GOAL OF THE EXERCISE: Count how many of the following lines contain the string "below", with case significant. Give only the number.
start
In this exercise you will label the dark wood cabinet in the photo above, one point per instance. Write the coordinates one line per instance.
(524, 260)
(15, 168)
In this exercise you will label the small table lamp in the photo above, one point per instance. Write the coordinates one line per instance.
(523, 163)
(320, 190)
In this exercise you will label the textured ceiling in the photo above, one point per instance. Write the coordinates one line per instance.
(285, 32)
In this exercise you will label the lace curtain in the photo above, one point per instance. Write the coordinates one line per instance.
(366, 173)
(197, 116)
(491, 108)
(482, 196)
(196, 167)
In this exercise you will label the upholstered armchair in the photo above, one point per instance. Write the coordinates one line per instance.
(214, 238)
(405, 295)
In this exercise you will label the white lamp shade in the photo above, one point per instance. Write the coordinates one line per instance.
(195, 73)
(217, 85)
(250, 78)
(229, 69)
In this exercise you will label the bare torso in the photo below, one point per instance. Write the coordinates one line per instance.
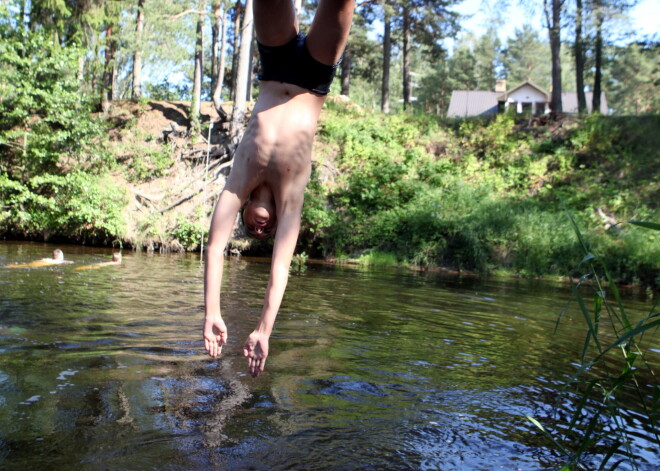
(277, 146)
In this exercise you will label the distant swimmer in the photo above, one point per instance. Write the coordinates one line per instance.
(116, 260)
(57, 259)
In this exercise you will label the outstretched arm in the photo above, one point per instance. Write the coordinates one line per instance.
(256, 345)
(222, 223)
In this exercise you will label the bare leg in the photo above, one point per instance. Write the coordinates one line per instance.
(275, 21)
(328, 34)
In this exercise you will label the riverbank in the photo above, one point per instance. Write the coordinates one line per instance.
(464, 195)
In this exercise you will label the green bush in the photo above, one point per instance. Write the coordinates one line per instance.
(483, 194)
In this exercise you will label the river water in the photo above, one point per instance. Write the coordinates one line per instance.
(103, 368)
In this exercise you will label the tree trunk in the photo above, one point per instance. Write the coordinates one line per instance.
(219, 81)
(108, 70)
(555, 50)
(137, 55)
(238, 112)
(216, 7)
(406, 58)
(387, 51)
(598, 52)
(238, 10)
(250, 81)
(346, 71)
(195, 105)
(579, 58)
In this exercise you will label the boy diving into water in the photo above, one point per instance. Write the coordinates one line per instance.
(273, 161)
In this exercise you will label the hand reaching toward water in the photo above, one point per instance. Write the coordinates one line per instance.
(215, 335)
(255, 349)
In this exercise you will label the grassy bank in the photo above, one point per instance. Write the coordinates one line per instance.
(483, 195)
(478, 195)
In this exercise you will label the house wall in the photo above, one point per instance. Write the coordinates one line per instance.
(526, 94)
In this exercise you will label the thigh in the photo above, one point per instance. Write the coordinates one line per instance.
(274, 21)
(329, 31)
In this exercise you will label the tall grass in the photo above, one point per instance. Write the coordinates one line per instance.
(598, 418)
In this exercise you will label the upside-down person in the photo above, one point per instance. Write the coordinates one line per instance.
(273, 161)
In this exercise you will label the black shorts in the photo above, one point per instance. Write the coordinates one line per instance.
(292, 63)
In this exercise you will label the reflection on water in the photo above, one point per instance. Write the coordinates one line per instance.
(104, 369)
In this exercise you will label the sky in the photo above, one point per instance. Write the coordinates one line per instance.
(644, 18)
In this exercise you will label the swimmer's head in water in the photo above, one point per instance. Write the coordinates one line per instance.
(258, 215)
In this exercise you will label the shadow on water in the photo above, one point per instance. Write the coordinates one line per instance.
(103, 369)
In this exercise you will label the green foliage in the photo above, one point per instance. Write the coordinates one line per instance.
(633, 79)
(299, 263)
(51, 146)
(480, 194)
(77, 205)
(45, 122)
(614, 368)
(189, 232)
(377, 259)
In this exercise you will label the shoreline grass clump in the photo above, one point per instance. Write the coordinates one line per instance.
(615, 374)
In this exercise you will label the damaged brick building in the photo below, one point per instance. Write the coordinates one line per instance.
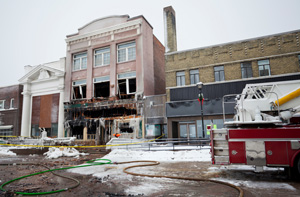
end
FINAL RESULT: 2